In the patch review, put the reviewer's remark "Very nice!" into Spanish.

*Selected text*:
════════════════════

Acked-by: Soheil Hassas Yeganeh <soheil@google.com>

Very nice!

> ---
>  net/core/skbuff.c | 52 ++++++++++++++++++++++++++++++++++++++++++-----
>  1 file changed, 47 insertions(+), 5 deletions(-)
>
> diff --git a/net/core/skbuff.c b/net/core/skbuff.c
> index ae0b2aa1f01e8060cc4fe69137e9bd98e44280cc..3e540b4924701cc57b6fbd1b668bab3b652ee94c 100644
> --- a/net/core/skbuff.c
> +++ b/net/core/skbuff.c
> @@ -89,6 +89,19 @@ static struct kmem_cache *skbuff_fclone_cache __ro_after_init;
>  #ifdef CONFIG_SKB_EXTENSIONS
>  static struct kmem_cache *skbuff_ext_cache __ro_after_init;
>  #endif
> +static struct kmem_cache *skb_small_head_cache __ro_after_init;
> +
> +#define SKB_SMALL_HEAD_SIZE SKB_HEAD_ALIGN(MAX_TCP_HEADER)

════════════════════

*Supplied information*:
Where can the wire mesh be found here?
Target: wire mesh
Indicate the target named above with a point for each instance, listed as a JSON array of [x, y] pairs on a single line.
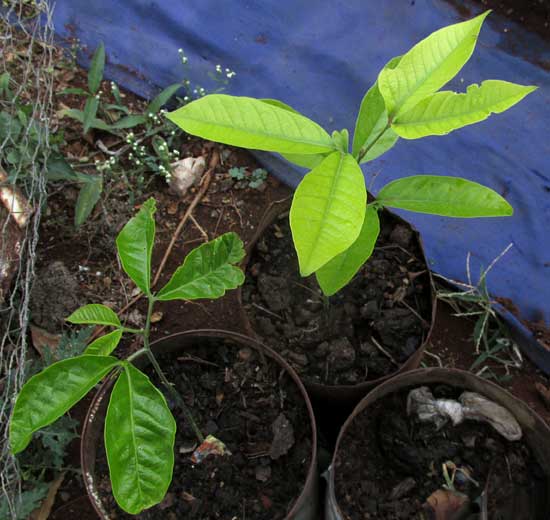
[[26, 61]]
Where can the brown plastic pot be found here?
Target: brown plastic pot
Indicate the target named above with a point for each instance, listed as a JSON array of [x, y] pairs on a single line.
[[536, 432], [338, 396], [306, 505]]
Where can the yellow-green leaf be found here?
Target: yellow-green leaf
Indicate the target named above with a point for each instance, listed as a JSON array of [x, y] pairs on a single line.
[[446, 196], [327, 211], [428, 65], [139, 440], [341, 269]]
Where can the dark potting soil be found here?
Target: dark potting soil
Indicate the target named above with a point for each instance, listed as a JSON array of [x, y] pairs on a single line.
[[370, 328], [389, 464], [248, 402]]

════════════════════

*Full solution*: ¡Muy bien!